::: BLOK TEKSTU

Biegły sądowy ponosi odpowiedzialność odszkodowawczą za wyrok oparty na jego wadliwej opinii – orzekł Sąd Apelacyjny w Katowicach. To pierwsza taka sprawa w Polsce – wskazują prawnicy. Autorka błędnej opinii ma zapłacić poszkodowanemu 80 tys. złotych odszkodowania. Po tym orzeczeniu przybędzie zapewne spraw przeciwko autorom nierzetelnych ekspertyz. A ustawy o biegłych jak nie było, tak nie ma.
Wyrok Sądu Apelacyjnego w Katowicach, do którego dotarło Prawo.pl, otwiera przed pokrzywdzonymi przez opinie biegłych nową drogę dochodzenia roszczeń. Po pierwsze jasno przesądza indywidualną odpowiedzialność biegłego za konkretną opinię na podstawie art. 233 kodeksu karnego. Po drugie wskazuje, że do przypisania winy nie potrzebny jest wyrok w sprawie karnej – sąd cywilny może ją ustalić sam. Po trzecie przesądza, że w razie przypisania biegłemu winy w postaci zamiaru ewentualnego – okres przedawnienia nie upływa po 3 latach, ale dopiero po 20 latach. Zdaniem ekspertów jest to pierwsze takie orzeczenie. Szymon Topa, radca prawny z kancelarii Lecha Obary, która reprezentowała poszkodowanego przez biegłą, zauważa, że do tej pory zdarzało się, że sądy przyznawały odszkodowania od rzeczoznawców sporządzających wadliwe operaty szacunkowe w postępowaniach egzekucyjnych, przez co majątki dłużników były sprzedawane poniżej ich wartości.
– Wyrok SA w Katowicach potwierdza tę linię orzeczniczą, rozszerzając ją na biegłych sądowych, którzy muszą liczyć się z odpowiedzialnością za skutki sporządzenia fałszywej opinii – dodaje Szymon Topa. Prof. Ewa Gruza z Uniwersytetu Warszawskiego i Marcin Wolny, adwokat z Helsińskiej Fundacji Praw Człowieka nie mają wątpliwości, że jest to przełomowe i ważne orzeczenie, którego konsekwencje mogą być znaczące.
Lata czekania na sprawiedliwość
Wyrok Sądu Apelacyjnego w Katowicach z 29 listopada 2019 r. (sygn. akt V Aca 266/18) został wydany na kanwie sprawy Jerzego Szwedki z Rybnika, który w 1998 r. zlecił firmie BUDWEX S.A. remont zabytkowej kamienicy. Odmówił on odbioru prac budowlanych i wypłaty wynagrodzenia, bo uznał, że zostały wykonane w sposób rażąco sprzeczny z zasadami sztuki budowlanej. Sprawa trafiła do sądu, który opierając się na opinii biegłej, nakazał w 2002 roku zapłacić spółce 388 tys. złotych. – Opinia biegłej nie odbiegała jakością od robót budowlanych. Wbrew faktom, a nawet elementarnej logice stwierdziła prawidłowość wykonanych prac. Ostatecznie nieruchomość została sprzedana, a próby podważenia krzywdzącego wyroku spełzły na niczym – opowiada mec. Topa. Dlatego Jerzy Szwedka postanowił dochodzić odszkodowania od biegłej na podstawie art. 415 kodeksu cywilnego.

::::::
::: ZAPISANE DANE

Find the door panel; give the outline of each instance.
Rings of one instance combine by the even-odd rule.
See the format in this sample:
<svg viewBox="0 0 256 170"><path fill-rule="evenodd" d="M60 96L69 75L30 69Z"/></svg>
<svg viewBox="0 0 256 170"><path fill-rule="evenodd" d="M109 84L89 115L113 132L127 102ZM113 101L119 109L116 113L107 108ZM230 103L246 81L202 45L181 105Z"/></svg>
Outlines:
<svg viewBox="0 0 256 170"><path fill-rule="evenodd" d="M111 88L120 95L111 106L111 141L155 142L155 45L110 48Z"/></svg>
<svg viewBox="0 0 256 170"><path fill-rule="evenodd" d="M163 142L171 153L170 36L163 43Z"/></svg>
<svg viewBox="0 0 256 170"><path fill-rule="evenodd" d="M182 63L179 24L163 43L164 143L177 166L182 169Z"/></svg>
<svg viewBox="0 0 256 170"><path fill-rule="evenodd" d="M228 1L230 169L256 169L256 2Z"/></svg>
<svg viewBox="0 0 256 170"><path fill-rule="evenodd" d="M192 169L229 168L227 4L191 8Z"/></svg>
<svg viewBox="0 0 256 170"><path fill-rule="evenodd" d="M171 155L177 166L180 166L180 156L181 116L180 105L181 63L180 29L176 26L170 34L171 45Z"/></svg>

::::::

### TREŚĆ POLECENIA
Proszę przepisać fragment tekstu o odpowiedzialności biegłych sądowych, zaczynając od słów "Lata czekania na" i idąc dalej aż do słów "415 kodeksu cywilnego.". Zastąp w nim "kamienicy" słowem "willi".

### ODPOWIEDŹ DO ZADANIA
Lata czekania na sprawiedliwość
Wyrok Sądu Apelacyjnego w Katowicach z 29 listopada 2019 r. (sygn. akt V Aca 266/18) został wydany na kanwie sprawy Jerzego Szwedki z Rybnika, który w 1998 r. zlecił firmie BUDWEX S.A. remont zabytkowej willi. Odmówił on odbioru prac budowlanych i wypłaty wynagrodzenia, bo uznał, że zostały wykonane w sposób rażąco sprzeczny z zasadami sztuki budowlanej. Sprawa trafiła do sądu, który opierając się na opinii biegłej, nakazał w 2002 roku zapłacić spółce 388 tys. złotych. – Opinia biegłej nie odbiegała jakością od robót budowlanych. Wbrew faktom, a nawet elementarnej logice stwierdziła prawidłowość wykonanych prac. Ostatecznie nieruchomość została sprzedana, a próby podważenia krzywdzącego wyroku spełzły na niczym – opowiada mec. Topa. Dlatego Jerzy Szwedka postanowił dochodzić odszkodowania od biegłej na podstawie art. 415 kodeksu cywilnego.